> [Aim of the task]:
Transcribe every record that appears below, exactly and in full.

Spatial annotation records
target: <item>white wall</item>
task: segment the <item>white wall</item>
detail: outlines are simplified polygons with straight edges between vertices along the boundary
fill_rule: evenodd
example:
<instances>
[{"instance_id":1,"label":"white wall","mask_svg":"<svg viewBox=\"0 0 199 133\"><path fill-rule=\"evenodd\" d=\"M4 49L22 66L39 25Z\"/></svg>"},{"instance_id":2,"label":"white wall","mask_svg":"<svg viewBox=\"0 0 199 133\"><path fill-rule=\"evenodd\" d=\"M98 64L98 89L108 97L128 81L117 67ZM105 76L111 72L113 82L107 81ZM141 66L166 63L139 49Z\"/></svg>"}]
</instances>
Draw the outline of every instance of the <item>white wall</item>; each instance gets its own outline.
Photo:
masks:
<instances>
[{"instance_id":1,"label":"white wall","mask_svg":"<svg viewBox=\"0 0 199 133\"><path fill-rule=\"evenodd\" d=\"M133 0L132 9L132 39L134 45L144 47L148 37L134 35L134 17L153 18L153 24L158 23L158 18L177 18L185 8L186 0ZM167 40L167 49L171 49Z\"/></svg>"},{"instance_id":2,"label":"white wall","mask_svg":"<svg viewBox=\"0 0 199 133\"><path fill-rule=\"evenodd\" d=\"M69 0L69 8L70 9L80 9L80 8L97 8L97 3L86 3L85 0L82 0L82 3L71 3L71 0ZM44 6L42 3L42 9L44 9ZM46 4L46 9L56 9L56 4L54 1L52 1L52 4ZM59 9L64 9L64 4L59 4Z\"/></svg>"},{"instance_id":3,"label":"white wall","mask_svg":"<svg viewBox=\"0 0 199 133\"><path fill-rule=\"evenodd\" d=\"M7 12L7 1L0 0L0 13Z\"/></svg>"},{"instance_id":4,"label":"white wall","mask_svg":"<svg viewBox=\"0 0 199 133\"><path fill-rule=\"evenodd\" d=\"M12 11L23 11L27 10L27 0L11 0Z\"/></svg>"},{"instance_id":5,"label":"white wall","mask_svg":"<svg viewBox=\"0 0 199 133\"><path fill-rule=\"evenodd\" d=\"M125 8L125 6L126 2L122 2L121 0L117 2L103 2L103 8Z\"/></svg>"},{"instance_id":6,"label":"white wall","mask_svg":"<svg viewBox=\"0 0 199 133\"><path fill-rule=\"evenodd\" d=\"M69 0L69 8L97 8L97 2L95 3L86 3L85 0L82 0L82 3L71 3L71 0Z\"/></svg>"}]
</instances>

> [Task answer]:
target: <item>white wall</item>
task: segment the <item>white wall</item>
detail: outlines are simplified polygons with straight edges between vertices along the boundary
fill_rule: evenodd
example:
<instances>
[{"instance_id":1,"label":"white wall","mask_svg":"<svg viewBox=\"0 0 199 133\"><path fill-rule=\"evenodd\" d=\"M4 49L22 66L39 25Z\"/></svg>"},{"instance_id":2,"label":"white wall","mask_svg":"<svg viewBox=\"0 0 199 133\"><path fill-rule=\"evenodd\" d=\"M98 64L98 89L108 97L128 81L117 67ZM105 76L111 72L113 82L107 81ZM141 66L166 63L139 49Z\"/></svg>"}]
</instances>
Draw the outline of every instance of the <item>white wall</item>; each instance gets its own outline.
Photo:
masks:
<instances>
[{"instance_id":1,"label":"white wall","mask_svg":"<svg viewBox=\"0 0 199 133\"><path fill-rule=\"evenodd\" d=\"M133 0L132 9L132 39L134 45L144 47L148 37L134 35L134 17L153 18L153 24L158 23L158 18L177 18L185 8L186 0ZM167 40L167 49L171 49Z\"/></svg>"},{"instance_id":2,"label":"white wall","mask_svg":"<svg viewBox=\"0 0 199 133\"><path fill-rule=\"evenodd\" d=\"M69 0L69 8L70 9L80 9L80 8L97 8L97 3L86 3L85 0L82 0L82 3L71 3L71 0ZM44 6L42 3L42 9L44 9ZM46 4L46 9L56 9L56 4L54 1L52 1L52 4ZM59 9L64 9L64 4L59 4Z\"/></svg>"},{"instance_id":3,"label":"white wall","mask_svg":"<svg viewBox=\"0 0 199 133\"><path fill-rule=\"evenodd\" d=\"M7 12L7 1L0 0L0 13Z\"/></svg>"},{"instance_id":4,"label":"white wall","mask_svg":"<svg viewBox=\"0 0 199 133\"><path fill-rule=\"evenodd\" d=\"M12 11L23 11L27 10L27 0L11 0Z\"/></svg>"},{"instance_id":5,"label":"white wall","mask_svg":"<svg viewBox=\"0 0 199 133\"><path fill-rule=\"evenodd\" d=\"M125 8L125 6L126 2L122 2L121 0L117 2L103 2L103 8Z\"/></svg>"},{"instance_id":6,"label":"white wall","mask_svg":"<svg viewBox=\"0 0 199 133\"><path fill-rule=\"evenodd\" d=\"M69 0L69 8L97 8L97 2L95 3L86 3L85 0L82 0L82 3L71 3L71 0Z\"/></svg>"}]
</instances>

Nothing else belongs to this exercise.